■ TASK DESCRIPTION: Edit the subwoofer thread below by giving again the part from "Agreed on both" up to and including "that's quite advantageous.", with "aesthetics" changed to "appearance".

■ PAGE EXTRACT:
###

# Sub for music



## bob_m (Feb 13, 2012)

Hi All,

I am looking for a new sub-woofer to replace my now defective ACI Titan which I built from a kit many years ago. I am looking for a music solution first and listen at low to moderate levels. My room is 12 x 20 and my mains are NHT Classic 3’s. I was thinking about these three:

PSA 15s
Rythmik 12 or 15 built from Kit
SVS SB-1000/2000

Form all my research I assume I cannot go wrong with either especially at the listening levels I generally use. I should also look at some of these of sealed Dayton kits folks are building over in the DIY forum but figured the Rythmik is a proven design should I go that route. Another sub I looked at was the NHT B12 (great reviews for music) but NHT is currently replacing that model and the new one will not be available until to latter in the year. 

I really like the down firming design of the PSA 15s so I am leaning that way if I don’t build a Rythmik from kit where I can use the same design. Too bad Rythmik dropped their down firing production sub. I remember reading a comment from JMan where he indicated that the Rythmik may have a more relaxed mid-bass compared to the SVS or PSA. That may actually be similar to the ACI titan that I am accustomed so I am keeping that in mind as well. 

Curious as to anyone thoughts. 

Thanks Bob


----------



## tonyvdb (Sep 5, 2007)

I would not concern yourself with the term "musical sub" as if the sub is built well it will do very good at music as well as movies. I do agree that a sub for music only will not need to dig as deep but that said there is no better design that a sub that can.
SVS subs are well known to deliver smooth even bass across the frequency range. I would not worry about the debate over down firing vs front firing as again if built right it matters not. Bass is non directional and you don't nessisaraly want the floor to transmit the bass.


----------



## bob_m (Feb 13, 2012)

Agreed on both of your points. I only like the down firing design because of aesthetics, not because of perceived sound quality differences. Thanks


----------



## theJman (Mar 3, 2012)

All good subwoofers for sure, but you might want to consider the Rythmik options first. Detail is in abundance, but perhaps the biggest thing would be the customizations possible with the various amplifier settings. Through those you can tailor the sound to be pretty much whatever you'd like it to be, and for critical music listening in particular that's quite advantageous.

###

Point-based annotation data:
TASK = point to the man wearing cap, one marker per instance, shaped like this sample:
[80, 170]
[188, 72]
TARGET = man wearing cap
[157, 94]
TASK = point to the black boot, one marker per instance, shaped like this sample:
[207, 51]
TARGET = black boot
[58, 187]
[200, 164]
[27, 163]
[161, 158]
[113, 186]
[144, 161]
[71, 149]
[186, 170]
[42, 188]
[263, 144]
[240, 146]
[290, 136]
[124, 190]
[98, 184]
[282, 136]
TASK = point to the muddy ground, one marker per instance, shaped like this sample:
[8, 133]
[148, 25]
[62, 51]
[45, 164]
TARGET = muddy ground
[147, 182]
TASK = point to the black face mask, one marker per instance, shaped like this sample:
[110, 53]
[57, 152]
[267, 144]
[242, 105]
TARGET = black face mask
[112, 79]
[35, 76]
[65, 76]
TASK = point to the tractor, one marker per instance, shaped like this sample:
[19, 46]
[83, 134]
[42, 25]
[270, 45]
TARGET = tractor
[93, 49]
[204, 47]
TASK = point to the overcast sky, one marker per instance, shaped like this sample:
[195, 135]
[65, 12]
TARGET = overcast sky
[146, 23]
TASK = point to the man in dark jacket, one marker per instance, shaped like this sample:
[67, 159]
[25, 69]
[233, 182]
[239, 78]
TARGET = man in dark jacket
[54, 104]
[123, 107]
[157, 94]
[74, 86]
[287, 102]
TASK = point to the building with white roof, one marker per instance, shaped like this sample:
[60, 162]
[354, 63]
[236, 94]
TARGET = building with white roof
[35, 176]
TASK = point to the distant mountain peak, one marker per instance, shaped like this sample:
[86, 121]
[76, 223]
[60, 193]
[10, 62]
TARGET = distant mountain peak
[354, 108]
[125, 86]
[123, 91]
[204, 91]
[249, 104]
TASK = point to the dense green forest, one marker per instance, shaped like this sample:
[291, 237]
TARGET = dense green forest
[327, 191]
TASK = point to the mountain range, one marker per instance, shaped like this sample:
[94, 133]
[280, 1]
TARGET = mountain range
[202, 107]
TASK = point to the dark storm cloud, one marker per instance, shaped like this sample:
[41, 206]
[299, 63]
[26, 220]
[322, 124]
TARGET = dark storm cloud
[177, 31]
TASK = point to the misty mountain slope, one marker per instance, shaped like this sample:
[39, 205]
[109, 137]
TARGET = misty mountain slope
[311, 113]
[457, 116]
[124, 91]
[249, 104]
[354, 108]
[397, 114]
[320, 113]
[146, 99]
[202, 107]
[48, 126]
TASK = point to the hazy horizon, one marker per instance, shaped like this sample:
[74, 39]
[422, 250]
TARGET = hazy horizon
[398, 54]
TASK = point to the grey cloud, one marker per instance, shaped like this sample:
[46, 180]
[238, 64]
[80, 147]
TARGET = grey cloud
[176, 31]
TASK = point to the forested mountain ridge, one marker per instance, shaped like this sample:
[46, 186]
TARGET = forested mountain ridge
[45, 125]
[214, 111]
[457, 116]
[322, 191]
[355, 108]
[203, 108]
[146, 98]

###

■ THE RESULT:
Agreed on both of your points. I only like the down firing design because of appearance, not because of perceived sound quality differences. Thanks


----------



## theJman (Mar 3, 2012)

All good subwoofers for sure, but you might want to consider the Rythmik options first. Detail is in abundance, but perhaps the biggest thing would be the customizations possible with the various amplifier settings. Through those you can tailor the sound to be pretty much whatever you'd like it to be, and for critical music listening in particular that's quite advantageous.